(Records drawn from a dataset)

###

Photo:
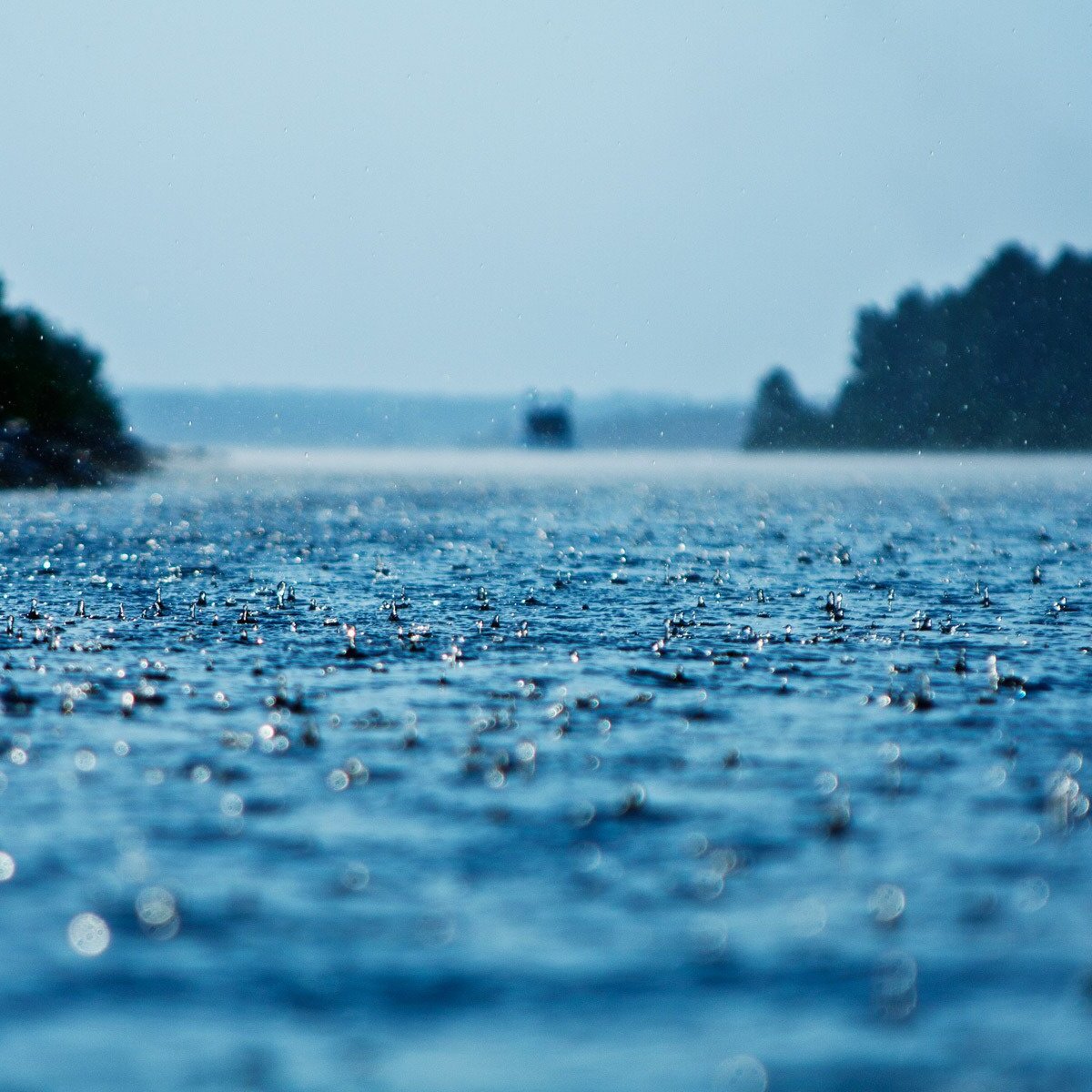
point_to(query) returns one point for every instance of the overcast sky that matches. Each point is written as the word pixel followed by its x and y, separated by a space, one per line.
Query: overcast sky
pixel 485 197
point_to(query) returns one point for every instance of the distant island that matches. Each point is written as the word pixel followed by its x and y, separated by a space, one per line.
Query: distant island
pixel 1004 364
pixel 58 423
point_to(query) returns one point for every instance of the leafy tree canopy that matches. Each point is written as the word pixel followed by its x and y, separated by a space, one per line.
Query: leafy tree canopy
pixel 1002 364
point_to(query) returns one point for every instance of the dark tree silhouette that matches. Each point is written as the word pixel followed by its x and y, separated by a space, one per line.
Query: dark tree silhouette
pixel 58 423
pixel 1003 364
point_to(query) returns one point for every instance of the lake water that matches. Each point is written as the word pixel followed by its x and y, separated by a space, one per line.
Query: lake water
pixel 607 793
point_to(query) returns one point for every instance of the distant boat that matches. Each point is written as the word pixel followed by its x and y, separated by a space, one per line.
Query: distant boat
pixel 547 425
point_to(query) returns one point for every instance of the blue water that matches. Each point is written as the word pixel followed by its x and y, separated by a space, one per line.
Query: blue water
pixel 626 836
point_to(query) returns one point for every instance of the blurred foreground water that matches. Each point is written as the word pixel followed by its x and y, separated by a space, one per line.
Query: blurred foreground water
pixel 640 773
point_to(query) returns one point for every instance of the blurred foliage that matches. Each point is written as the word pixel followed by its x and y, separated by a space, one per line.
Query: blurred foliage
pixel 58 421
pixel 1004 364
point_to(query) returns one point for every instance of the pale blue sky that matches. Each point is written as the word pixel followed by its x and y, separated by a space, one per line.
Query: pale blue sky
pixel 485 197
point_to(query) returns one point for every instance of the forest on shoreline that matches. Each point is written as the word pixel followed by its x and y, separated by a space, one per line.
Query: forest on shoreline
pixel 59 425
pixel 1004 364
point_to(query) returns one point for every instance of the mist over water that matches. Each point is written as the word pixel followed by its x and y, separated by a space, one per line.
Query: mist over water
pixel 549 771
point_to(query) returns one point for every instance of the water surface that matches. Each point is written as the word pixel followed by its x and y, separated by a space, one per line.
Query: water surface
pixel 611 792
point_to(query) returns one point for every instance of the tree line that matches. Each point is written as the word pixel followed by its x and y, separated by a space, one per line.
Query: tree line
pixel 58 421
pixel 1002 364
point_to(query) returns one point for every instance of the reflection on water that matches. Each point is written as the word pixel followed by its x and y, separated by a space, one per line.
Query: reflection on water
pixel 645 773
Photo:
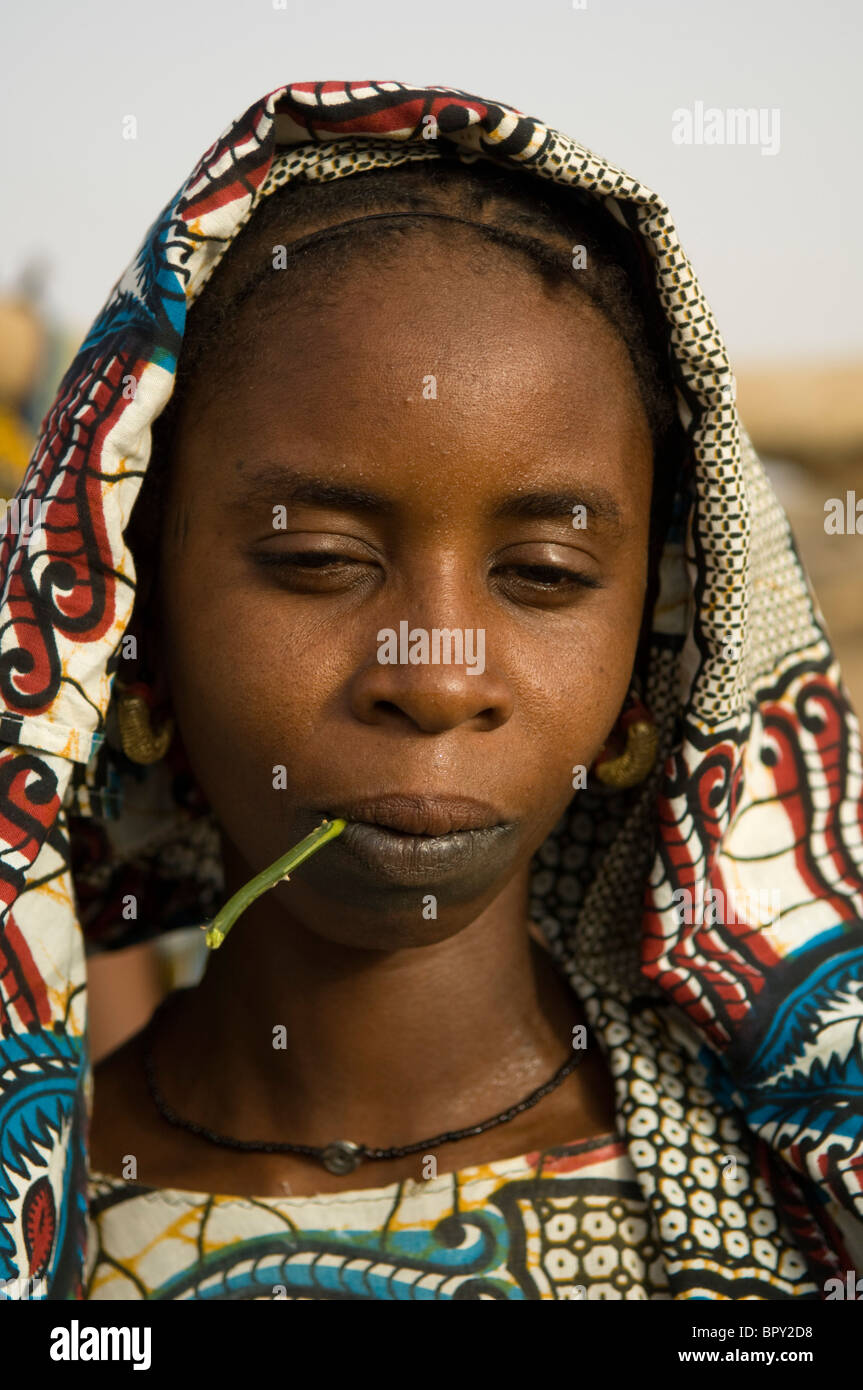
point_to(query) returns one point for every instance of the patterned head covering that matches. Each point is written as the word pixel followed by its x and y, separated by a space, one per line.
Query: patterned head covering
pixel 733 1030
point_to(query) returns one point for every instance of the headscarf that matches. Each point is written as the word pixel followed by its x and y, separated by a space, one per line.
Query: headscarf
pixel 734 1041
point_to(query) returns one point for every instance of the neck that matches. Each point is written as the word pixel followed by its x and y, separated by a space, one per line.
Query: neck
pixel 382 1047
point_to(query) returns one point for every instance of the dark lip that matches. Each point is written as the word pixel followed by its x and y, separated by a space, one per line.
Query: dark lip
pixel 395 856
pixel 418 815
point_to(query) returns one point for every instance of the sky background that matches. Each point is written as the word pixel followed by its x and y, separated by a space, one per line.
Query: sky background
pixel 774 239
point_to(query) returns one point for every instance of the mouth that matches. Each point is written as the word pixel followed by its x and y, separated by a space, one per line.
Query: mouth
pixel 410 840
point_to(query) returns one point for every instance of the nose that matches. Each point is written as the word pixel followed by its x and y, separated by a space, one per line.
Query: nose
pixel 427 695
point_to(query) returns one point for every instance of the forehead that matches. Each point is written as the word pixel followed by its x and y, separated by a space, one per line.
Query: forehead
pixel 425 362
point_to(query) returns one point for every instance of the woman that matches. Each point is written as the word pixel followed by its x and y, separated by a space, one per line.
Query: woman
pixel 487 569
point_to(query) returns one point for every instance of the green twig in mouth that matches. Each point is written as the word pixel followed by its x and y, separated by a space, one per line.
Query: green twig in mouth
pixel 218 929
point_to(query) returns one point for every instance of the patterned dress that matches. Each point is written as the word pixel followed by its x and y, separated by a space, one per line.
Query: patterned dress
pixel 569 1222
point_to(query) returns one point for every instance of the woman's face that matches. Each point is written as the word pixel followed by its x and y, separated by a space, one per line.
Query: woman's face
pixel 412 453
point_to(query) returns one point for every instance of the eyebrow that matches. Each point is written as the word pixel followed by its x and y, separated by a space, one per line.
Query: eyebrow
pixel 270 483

###

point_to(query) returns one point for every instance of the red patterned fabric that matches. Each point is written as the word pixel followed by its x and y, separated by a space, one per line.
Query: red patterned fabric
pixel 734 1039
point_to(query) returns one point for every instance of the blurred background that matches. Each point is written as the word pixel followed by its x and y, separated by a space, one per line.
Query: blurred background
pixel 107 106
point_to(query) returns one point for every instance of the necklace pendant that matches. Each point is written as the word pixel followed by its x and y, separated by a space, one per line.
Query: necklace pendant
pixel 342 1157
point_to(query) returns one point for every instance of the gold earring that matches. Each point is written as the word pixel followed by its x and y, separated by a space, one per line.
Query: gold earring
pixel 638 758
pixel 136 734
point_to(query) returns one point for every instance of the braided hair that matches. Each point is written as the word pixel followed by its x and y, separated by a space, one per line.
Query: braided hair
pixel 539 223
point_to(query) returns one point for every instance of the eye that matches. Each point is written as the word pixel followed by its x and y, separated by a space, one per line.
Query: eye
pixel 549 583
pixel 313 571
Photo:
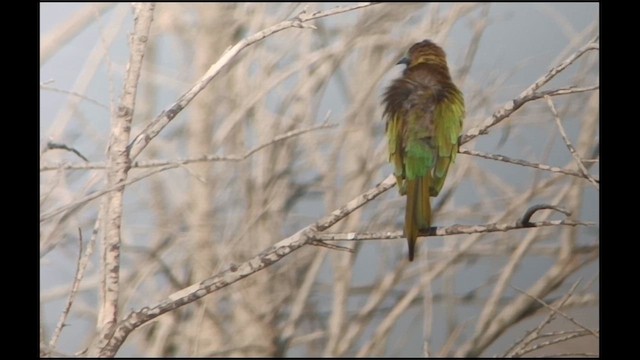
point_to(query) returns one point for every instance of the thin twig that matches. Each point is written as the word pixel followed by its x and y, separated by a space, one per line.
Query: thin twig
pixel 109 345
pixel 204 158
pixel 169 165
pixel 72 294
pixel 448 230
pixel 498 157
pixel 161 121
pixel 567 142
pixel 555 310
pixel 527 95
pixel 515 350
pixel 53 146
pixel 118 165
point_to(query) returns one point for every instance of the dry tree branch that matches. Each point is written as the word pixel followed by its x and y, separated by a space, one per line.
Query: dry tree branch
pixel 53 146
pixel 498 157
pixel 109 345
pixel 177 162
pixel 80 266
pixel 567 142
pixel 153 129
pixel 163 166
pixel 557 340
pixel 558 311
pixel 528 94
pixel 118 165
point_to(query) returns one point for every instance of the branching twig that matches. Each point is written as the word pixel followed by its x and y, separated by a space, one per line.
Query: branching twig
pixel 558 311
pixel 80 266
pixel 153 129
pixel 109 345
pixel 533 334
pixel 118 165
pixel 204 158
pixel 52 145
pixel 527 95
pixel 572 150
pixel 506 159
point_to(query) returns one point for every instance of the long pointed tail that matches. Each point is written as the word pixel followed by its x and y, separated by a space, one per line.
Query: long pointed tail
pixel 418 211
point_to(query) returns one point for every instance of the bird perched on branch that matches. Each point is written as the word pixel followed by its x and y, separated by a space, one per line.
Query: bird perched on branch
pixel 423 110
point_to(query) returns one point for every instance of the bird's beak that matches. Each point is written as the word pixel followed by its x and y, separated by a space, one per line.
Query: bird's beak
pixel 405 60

###

**Description of the task**
There is a run of lines above from the one with "Query: mouth" to the one with "of the eyebrow"; print exactly that run, both ends included, and nothing else.

**Answer box**
Query: mouth
pixel 410 840
point_to(query) returns one point for every instance of the nose that matches. Each point is written as the word pixel followed by its x and y, separated by a space, one per line.
Query: nose
pixel 427 695
point_to(query) returns one point for every instance of the forehead that matches. Each point is written as the word pixel followed by its x and y, separated by a space, one per line.
Query: forehead
pixel 425 362
point_to(query) returns one point for every instance of the woman that matches. Each point is written as the word pixel followed by its x and y, separated by a space, one per line.
Query: woman
pixel 487 569
point_to(query) returns one point for every instance of the green twig in mouth that matches. Each point is written as the word pixel followed by its x and y, separated by a space, one per line.
Query: green twig in mouth
pixel 218 929
point_to(query) returns one point for every instance of the patterned dress that matches. Each point is written as the word pixel followed by its x and y, separated by a space, one per line.
Query: patterned dress
pixel 569 1222
point_to(query) returns one point for every instance of the woman's face that matches. Each point is written as the word pixel followed by its x and y, separated by a space, one per line.
Query: woman's face
pixel 412 453
point_to(query) returns one point for every instance of the eyebrow that matches. Each point is written as the word pixel followed by its x and y, separated by a space, one per line.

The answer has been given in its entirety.